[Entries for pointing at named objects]
+--

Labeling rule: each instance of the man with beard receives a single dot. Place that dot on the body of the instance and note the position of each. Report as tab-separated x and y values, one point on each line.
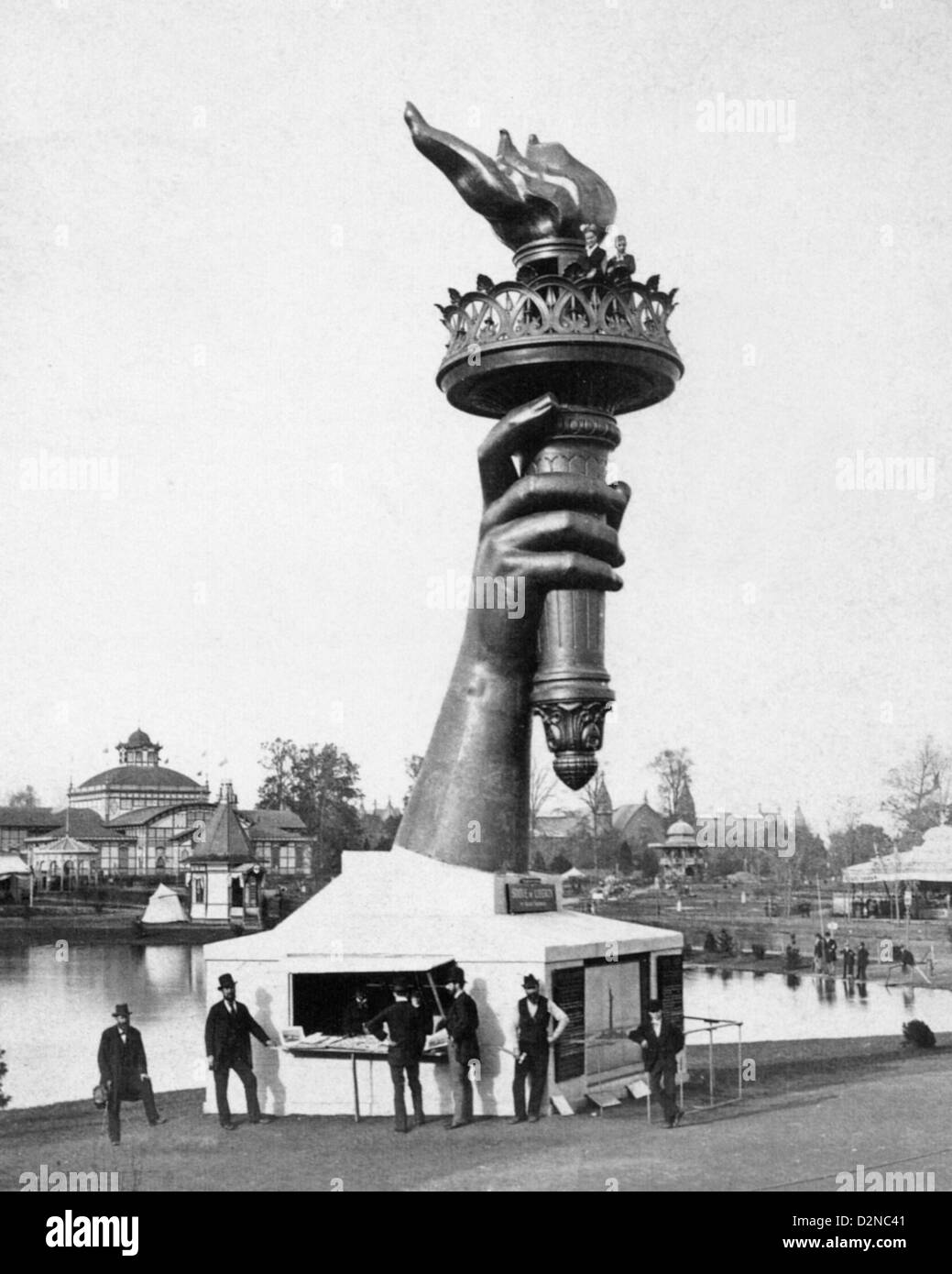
661	1044
406	1031
540	1022
124	1071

+--

» **Problem to solve**
Locate every line in the entries above that contains the word "Place", and copy each of those lines out in full.

» **Solution to the exercise**
Labeling rule: each instance of the man with beard receives a single dot. Place that dot on the body of the instance and note the position of each. Report as tab-separated x and y values, one point on each line.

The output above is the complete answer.